[Data shown]
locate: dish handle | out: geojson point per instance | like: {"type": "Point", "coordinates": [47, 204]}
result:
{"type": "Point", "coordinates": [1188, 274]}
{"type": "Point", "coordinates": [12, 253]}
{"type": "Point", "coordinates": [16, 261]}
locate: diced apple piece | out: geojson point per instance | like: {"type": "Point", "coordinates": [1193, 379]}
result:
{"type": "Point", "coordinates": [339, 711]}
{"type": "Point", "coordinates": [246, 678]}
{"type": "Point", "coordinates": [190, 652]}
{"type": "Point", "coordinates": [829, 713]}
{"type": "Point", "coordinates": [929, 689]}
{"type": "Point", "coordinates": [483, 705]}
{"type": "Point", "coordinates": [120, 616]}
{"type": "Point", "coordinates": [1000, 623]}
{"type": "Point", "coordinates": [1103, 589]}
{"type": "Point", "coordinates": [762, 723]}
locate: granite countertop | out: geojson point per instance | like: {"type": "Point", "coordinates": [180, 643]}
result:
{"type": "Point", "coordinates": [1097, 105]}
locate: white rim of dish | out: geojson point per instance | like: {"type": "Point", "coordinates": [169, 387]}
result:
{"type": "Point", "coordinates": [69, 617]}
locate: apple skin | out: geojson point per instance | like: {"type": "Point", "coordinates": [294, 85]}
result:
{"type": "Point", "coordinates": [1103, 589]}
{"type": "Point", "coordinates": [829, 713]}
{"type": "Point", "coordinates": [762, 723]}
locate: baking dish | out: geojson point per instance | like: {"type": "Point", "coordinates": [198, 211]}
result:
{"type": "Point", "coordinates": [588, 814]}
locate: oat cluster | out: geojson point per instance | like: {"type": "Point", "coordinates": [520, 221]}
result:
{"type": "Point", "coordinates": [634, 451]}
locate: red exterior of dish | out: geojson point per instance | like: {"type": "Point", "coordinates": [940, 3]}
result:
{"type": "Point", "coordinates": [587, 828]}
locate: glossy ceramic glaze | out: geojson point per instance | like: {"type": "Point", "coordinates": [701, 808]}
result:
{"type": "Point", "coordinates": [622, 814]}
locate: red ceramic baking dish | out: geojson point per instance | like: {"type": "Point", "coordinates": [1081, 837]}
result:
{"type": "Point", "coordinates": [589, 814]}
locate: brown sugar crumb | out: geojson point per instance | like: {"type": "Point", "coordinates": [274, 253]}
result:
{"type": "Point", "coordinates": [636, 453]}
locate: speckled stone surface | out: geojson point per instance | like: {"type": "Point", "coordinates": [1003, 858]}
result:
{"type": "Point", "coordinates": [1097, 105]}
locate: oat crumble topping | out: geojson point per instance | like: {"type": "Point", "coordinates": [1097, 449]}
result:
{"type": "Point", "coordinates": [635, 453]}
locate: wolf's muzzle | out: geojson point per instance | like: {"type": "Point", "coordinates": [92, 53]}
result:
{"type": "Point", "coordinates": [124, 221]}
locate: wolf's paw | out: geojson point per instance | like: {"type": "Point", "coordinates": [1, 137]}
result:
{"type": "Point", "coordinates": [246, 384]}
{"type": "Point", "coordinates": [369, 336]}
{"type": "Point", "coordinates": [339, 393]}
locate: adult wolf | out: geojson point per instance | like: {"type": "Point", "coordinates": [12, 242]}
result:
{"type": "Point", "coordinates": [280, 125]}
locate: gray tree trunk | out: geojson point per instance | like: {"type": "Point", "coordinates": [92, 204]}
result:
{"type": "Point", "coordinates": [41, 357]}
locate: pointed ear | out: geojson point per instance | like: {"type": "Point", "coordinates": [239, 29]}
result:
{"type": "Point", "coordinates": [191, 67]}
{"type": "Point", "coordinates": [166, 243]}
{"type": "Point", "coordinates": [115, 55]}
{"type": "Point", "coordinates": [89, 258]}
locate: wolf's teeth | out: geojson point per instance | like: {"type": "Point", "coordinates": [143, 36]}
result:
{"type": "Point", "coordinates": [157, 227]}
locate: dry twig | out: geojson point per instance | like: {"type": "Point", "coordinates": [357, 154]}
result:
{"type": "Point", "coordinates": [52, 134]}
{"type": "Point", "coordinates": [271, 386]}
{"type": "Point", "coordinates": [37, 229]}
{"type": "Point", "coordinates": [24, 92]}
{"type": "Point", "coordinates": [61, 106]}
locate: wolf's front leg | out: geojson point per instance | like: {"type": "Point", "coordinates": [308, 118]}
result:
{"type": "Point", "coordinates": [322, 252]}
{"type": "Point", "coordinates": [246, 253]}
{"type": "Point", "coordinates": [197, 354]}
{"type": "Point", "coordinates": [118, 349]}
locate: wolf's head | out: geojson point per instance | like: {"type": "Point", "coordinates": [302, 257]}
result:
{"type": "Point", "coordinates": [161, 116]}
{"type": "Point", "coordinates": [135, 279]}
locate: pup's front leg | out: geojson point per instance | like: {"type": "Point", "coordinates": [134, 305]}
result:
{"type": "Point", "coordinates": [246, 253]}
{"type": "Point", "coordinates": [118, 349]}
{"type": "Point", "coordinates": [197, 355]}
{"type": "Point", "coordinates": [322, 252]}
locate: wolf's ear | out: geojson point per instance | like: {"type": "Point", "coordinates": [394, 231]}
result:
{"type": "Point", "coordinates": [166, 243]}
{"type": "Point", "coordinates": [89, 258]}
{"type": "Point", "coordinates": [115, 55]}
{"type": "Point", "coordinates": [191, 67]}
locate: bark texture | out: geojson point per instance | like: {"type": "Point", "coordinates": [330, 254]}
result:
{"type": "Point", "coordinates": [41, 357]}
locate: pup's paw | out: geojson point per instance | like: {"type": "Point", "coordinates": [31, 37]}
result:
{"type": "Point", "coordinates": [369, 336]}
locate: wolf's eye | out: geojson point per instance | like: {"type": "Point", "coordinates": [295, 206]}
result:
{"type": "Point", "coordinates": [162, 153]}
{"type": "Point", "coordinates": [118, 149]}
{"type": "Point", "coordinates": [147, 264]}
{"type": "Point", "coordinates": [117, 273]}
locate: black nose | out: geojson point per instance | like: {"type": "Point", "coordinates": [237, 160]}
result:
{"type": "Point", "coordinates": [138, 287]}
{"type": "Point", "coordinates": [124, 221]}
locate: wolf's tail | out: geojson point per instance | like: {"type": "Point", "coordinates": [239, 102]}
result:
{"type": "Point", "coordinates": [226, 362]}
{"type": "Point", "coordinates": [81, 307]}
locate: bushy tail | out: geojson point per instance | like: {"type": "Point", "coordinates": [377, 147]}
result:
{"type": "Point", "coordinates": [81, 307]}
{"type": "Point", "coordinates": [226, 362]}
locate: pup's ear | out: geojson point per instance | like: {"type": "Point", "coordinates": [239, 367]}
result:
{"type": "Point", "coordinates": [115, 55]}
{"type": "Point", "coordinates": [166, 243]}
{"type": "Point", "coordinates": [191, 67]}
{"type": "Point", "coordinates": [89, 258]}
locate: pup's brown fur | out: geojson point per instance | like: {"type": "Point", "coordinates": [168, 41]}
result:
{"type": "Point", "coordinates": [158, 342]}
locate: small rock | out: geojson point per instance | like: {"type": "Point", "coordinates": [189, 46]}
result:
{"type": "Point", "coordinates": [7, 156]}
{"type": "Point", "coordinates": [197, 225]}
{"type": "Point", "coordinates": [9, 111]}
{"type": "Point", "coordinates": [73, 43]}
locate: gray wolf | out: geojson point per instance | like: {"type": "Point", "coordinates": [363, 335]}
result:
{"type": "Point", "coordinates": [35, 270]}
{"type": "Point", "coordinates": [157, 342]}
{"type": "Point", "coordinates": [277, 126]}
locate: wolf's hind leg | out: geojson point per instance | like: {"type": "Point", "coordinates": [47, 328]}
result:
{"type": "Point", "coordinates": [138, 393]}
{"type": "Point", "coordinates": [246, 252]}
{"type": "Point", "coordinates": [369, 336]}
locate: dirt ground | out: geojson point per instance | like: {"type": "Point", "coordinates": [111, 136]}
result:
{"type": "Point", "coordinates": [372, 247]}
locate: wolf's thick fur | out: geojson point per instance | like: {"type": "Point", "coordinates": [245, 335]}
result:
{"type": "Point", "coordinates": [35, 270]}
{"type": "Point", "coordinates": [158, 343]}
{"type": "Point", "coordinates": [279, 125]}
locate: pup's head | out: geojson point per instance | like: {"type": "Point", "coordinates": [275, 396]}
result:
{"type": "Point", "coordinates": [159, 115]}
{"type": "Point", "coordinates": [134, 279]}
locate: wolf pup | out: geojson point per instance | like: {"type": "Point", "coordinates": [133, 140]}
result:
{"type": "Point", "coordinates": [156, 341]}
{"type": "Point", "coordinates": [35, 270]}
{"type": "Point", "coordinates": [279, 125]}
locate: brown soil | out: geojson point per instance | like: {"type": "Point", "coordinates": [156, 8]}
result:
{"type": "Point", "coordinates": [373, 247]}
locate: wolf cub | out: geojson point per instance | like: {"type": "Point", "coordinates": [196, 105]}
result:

[What the exercise asks]
From the line that contains "locate: dirt ground" to the last line of the material above, repeat every line exactly, keeping both the first and the last.

[Full output]
locate: dirt ground | out: geojson point per instance | like: {"type": "Point", "coordinates": [111, 136]}
result:
{"type": "Point", "coordinates": [372, 247]}
locate: wolf's thick fur | out: geojson point per instance | like: {"type": "Point", "coordinates": [245, 335]}
result:
{"type": "Point", "coordinates": [35, 270]}
{"type": "Point", "coordinates": [158, 343]}
{"type": "Point", "coordinates": [279, 125]}
locate: pup's head | out: geojson point per instance | like: {"type": "Point", "coordinates": [275, 396]}
result:
{"type": "Point", "coordinates": [159, 115]}
{"type": "Point", "coordinates": [134, 279]}
locate: wolf pup | out: geojson point per instance | like: {"type": "Point", "coordinates": [133, 140]}
result:
{"type": "Point", "coordinates": [156, 341]}
{"type": "Point", "coordinates": [35, 270]}
{"type": "Point", "coordinates": [279, 125]}
locate: brown soil | out: geojson point per instance | like: {"type": "Point", "coordinates": [156, 8]}
result:
{"type": "Point", "coordinates": [373, 247]}
locate: wolf cub | out: geojson point per instance | like: {"type": "Point", "coordinates": [196, 105]}
result:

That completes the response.